The required output is the line containing "each like [2,885]." followed by every line after it to the end of the listing, each written out exactly.

Top of Data for review

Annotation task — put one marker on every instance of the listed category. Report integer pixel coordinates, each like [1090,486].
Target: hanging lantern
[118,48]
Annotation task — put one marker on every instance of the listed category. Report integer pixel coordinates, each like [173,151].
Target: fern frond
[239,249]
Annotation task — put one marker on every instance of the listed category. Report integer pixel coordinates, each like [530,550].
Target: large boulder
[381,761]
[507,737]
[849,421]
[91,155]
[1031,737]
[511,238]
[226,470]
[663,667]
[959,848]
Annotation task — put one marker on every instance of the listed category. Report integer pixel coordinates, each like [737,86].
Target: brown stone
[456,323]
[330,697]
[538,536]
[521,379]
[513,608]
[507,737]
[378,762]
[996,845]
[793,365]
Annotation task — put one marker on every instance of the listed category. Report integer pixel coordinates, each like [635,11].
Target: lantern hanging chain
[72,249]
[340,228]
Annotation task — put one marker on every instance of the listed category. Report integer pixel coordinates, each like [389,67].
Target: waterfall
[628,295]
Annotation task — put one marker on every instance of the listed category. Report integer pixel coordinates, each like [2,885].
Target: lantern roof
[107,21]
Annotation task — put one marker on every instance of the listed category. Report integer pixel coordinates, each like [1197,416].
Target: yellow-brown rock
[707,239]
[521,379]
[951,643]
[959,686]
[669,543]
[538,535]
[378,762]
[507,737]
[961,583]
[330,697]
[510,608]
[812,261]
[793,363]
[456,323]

Bottom of Data for review

■ Exercise answer
Annotation task — put one marker on every instance of the listed category. Report integer pixel coordinates, each like [2,885].
Target: lantern roof
[107,21]
Annotation task — put one marker on every instance of the listed category. Report integer pixel coordinates, each like [1197,416].
Target: yellow-brown rock
[707,239]
[521,379]
[951,643]
[959,686]
[669,543]
[538,535]
[378,762]
[507,737]
[961,583]
[330,697]
[510,608]
[812,261]
[793,363]
[456,323]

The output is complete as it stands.